> _TRY IT_
The response must reproduce exactly every line of the material below holding the word "shadow".

> _INFORMATION SHOWN_
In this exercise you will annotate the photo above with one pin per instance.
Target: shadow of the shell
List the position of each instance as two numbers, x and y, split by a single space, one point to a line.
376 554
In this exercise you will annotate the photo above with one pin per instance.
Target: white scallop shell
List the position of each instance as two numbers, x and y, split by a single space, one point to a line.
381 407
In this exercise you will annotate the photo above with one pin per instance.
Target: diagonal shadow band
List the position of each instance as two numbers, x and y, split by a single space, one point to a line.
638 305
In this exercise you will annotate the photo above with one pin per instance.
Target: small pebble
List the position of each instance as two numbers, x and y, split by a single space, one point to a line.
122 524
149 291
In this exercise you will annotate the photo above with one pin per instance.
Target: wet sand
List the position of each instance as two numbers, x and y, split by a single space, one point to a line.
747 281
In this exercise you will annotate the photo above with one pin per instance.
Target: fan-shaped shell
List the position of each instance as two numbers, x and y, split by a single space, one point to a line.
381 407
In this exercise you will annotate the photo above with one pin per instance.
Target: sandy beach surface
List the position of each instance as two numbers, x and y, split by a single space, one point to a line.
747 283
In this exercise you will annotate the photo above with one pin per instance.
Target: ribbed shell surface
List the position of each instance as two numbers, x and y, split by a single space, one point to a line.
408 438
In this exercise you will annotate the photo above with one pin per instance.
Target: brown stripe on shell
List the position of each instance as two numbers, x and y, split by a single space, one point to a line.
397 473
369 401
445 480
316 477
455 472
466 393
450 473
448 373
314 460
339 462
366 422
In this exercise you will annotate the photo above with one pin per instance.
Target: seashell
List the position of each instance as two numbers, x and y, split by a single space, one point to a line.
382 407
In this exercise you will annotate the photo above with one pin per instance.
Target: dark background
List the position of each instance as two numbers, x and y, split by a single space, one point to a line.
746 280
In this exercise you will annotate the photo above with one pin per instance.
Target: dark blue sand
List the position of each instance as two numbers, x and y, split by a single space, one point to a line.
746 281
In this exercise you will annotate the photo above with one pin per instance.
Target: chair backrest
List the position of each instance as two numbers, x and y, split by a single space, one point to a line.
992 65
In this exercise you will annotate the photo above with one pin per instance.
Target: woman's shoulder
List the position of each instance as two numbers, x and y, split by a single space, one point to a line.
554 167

> _OUTPUT BELOW_
Target: shadow of the shell
Target: diagonal shadow band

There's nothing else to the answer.